● Problem to work on
Please copy the entries below word for word, from their start through the line holding "[[359, 264], [192, 299]]", both ends included. Leave the pictures out of your answer.

● Data section
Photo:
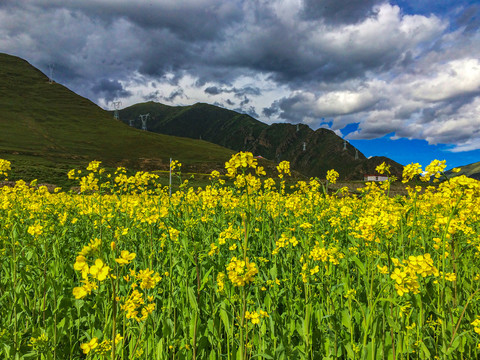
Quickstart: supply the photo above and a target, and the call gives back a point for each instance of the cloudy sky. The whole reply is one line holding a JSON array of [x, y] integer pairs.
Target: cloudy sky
[[395, 78]]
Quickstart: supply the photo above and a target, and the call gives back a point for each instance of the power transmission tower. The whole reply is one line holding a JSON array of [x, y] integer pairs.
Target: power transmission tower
[[144, 119], [50, 77], [116, 106]]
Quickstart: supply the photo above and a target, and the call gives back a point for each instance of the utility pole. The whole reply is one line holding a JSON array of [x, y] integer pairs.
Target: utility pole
[[116, 106], [50, 77], [144, 119]]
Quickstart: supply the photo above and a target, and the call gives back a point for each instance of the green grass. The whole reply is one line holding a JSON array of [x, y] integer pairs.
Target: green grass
[[46, 129]]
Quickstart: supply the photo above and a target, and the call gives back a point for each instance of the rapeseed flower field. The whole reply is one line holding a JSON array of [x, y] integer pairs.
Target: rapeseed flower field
[[255, 270]]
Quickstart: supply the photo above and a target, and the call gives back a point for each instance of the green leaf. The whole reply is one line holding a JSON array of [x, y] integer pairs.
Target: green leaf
[[359, 264], [192, 299]]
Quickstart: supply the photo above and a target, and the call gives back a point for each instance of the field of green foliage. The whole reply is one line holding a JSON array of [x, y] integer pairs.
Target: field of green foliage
[[255, 270]]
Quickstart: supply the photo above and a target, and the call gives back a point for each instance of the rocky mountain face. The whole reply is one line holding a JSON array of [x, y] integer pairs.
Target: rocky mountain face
[[311, 152]]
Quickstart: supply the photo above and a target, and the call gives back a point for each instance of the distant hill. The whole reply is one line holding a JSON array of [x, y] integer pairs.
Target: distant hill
[[310, 152], [46, 129], [471, 170]]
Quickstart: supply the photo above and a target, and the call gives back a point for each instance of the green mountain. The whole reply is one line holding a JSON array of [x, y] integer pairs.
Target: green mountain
[[310, 152], [46, 129]]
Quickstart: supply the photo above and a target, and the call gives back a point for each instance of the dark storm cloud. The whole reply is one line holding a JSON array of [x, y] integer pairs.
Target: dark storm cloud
[[110, 89], [339, 11], [376, 62], [248, 111], [238, 92], [213, 90], [178, 93]]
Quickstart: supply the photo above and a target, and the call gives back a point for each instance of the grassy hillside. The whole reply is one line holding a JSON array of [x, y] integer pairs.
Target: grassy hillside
[[46, 129], [324, 150]]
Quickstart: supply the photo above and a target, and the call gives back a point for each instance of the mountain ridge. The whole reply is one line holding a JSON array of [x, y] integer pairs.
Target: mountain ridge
[[46, 129], [311, 152]]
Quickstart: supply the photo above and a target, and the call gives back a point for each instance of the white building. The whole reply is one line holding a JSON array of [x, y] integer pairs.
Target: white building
[[375, 178]]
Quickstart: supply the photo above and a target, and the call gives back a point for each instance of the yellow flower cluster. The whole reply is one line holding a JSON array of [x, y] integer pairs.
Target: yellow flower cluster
[[5, 166], [332, 176], [332, 255], [435, 169], [255, 316], [241, 272], [133, 306], [410, 171], [283, 169], [125, 258], [476, 325], [283, 242], [405, 275]]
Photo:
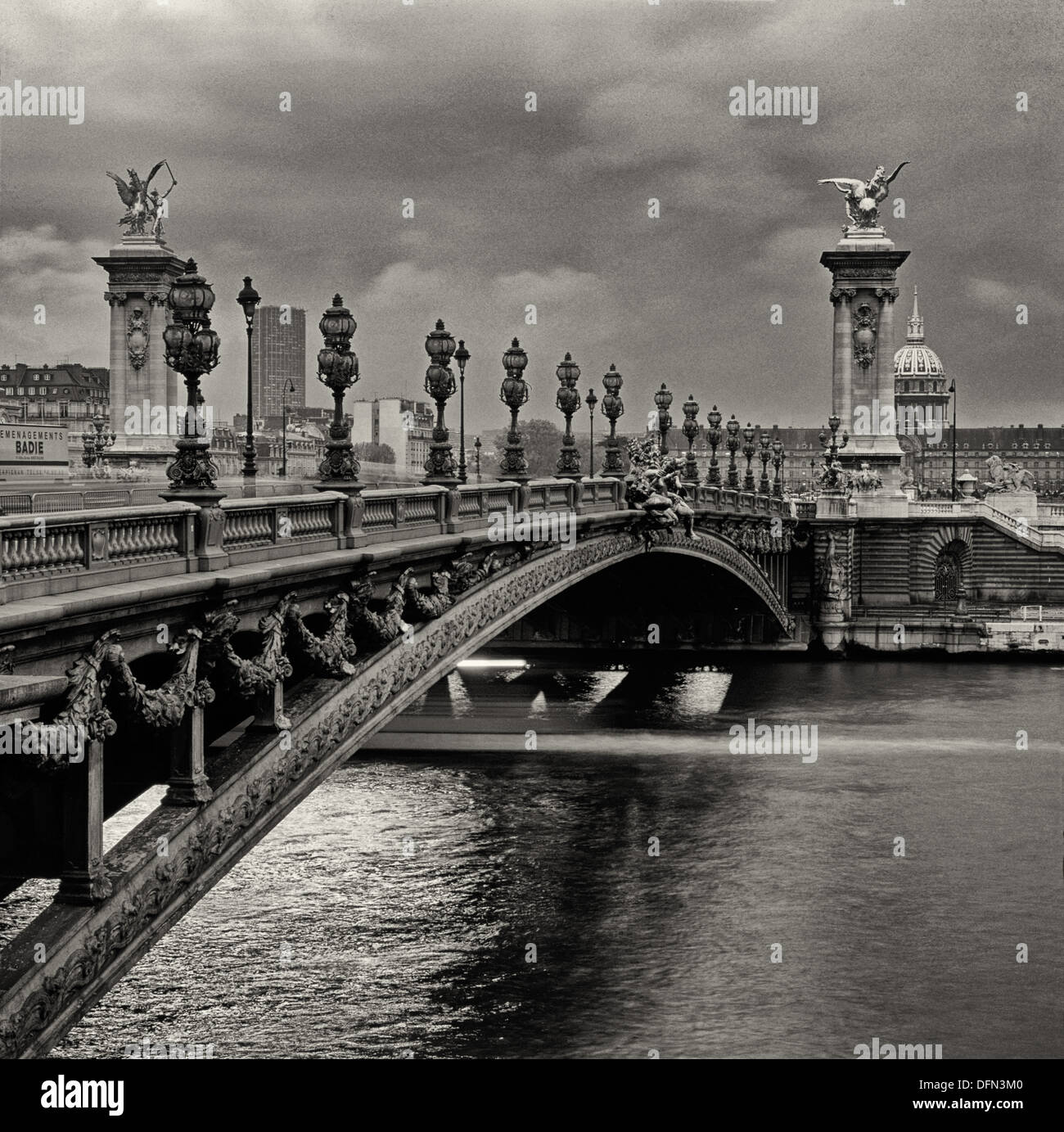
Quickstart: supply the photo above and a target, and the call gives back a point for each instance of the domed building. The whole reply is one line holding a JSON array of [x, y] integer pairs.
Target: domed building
[[921, 395], [922, 399]]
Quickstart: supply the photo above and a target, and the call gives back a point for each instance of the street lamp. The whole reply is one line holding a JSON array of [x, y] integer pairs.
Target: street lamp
[[567, 399], [440, 385], [95, 442], [748, 484], [733, 443], [192, 351], [249, 299], [591, 401], [662, 399], [462, 355], [284, 426], [514, 393], [339, 369], [612, 408], [713, 435], [691, 431], [778, 464], [954, 392], [764, 457]]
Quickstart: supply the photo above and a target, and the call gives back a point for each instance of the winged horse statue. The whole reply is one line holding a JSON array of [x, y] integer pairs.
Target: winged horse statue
[[142, 207], [863, 197]]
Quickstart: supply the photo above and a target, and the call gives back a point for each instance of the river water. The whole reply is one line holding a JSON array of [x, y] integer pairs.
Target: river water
[[399, 910]]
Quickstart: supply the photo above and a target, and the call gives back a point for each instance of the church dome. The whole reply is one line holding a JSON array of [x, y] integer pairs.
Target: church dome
[[915, 359]]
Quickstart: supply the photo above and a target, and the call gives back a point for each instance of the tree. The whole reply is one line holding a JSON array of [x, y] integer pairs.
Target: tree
[[375, 453]]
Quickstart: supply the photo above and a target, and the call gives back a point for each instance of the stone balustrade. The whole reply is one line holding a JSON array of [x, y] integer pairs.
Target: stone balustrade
[[53, 552], [73, 550]]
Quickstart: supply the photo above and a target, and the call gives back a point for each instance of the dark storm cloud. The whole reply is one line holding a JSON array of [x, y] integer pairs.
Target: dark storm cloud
[[427, 101]]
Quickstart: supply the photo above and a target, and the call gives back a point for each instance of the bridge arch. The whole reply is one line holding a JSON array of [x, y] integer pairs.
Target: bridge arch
[[263, 776]]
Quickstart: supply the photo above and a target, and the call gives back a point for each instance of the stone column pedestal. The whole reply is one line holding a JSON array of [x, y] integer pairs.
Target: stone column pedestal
[[141, 271]]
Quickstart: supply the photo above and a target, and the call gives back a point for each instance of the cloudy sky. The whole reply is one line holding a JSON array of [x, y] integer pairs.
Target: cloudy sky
[[427, 101]]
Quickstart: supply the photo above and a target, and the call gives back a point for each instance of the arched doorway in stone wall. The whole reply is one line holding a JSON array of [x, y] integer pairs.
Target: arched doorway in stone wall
[[950, 572]]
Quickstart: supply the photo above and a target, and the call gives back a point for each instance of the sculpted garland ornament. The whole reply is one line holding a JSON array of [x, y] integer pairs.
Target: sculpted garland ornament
[[387, 674]]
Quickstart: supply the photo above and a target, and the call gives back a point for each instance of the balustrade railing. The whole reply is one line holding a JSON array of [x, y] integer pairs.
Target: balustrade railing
[[50, 550], [67, 550]]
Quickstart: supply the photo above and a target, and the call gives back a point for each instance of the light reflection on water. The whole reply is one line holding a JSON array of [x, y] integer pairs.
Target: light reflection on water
[[393, 910]]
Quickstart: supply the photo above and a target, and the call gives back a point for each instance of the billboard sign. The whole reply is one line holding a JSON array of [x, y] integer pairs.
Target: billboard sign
[[33, 452]]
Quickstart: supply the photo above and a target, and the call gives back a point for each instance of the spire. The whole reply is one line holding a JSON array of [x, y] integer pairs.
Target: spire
[[915, 322]]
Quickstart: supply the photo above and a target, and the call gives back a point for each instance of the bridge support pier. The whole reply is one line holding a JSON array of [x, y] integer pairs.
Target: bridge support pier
[[83, 880], [188, 778], [269, 710]]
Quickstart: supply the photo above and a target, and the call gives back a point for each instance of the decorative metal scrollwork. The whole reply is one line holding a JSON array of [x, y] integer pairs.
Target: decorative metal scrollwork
[[259, 674], [330, 655]]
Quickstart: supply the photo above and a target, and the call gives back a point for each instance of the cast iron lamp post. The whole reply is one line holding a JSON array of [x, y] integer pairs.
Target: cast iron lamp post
[[733, 443], [591, 401], [567, 399], [612, 408], [339, 370], [192, 351], [440, 385], [514, 393], [748, 484], [778, 464], [249, 299], [95, 440], [662, 399], [462, 355], [691, 431], [284, 427], [764, 455], [832, 447], [713, 435]]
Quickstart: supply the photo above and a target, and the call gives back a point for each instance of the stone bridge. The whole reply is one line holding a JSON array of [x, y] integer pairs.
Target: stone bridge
[[237, 656]]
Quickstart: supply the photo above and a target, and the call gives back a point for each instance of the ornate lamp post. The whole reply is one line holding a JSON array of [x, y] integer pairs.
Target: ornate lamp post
[[733, 443], [778, 458], [764, 455], [713, 435], [440, 385], [832, 446], [662, 399], [95, 442], [514, 394], [748, 449], [284, 427], [612, 408], [567, 399], [339, 369], [591, 401], [249, 299], [462, 355], [192, 350], [691, 431]]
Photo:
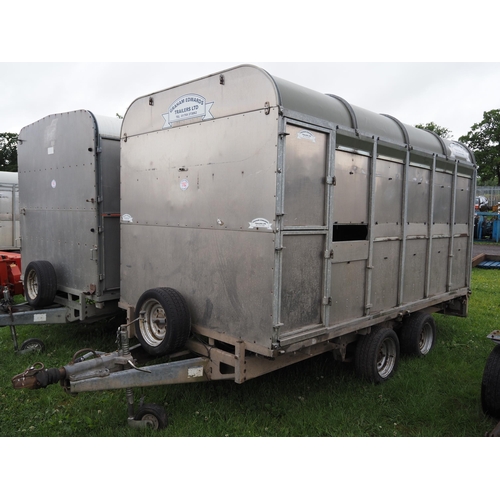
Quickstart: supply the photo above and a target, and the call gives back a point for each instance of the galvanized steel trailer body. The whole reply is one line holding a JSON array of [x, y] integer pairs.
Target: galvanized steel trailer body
[[282, 214], [291, 222], [69, 200], [9, 211]]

● Result for this task
Photo:
Quickstart: supply the photo above and a target, and the call gives back a point for each instance of the cloudy sky. The whole reply is one line holding a JSON array of [x, y] integer pairs.
Target: cloudy sky
[[395, 78]]
Quickstart: supply the photo above and a target, and the call gives back a point for each instance of the power transmission tower. The whole reply is one line holding a JSON array of [x, y] integer pairs.
Target: power transmission tower
[[144, 119], [50, 77], [116, 106]]
Quickstart: supply the photo above and a target, and the call gives back a point for each instance of the utility pole. The whole reply is one line holding a JSON array of [x, y] integer pairs.
Target: utility pole
[[116, 106], [50, 77], [144, 119]]
Quickstart: supply the photo above and a target, and the call gives back a point for each instance of the green grass. The whole reply is one line holding a JSON array of [x, y] integer pairs.
Target: green grass
[[46, 129]]
Quickstart: supply the photo above and a target, and the call gives back a point for each instance of the rapeseed flower field. The whole reply is one line holding a JSON array of [x, y] integer pairs.
Target: rapeseed flower field
[[255, 270]]
Quickstart: supply the photo above and a target, and the call gives back a point for each instance of the green leaf. The whole reply is one line holding a JSON array of [x, y] integer pairs.
Target: green leaf
[[359, 264], [192, 299]]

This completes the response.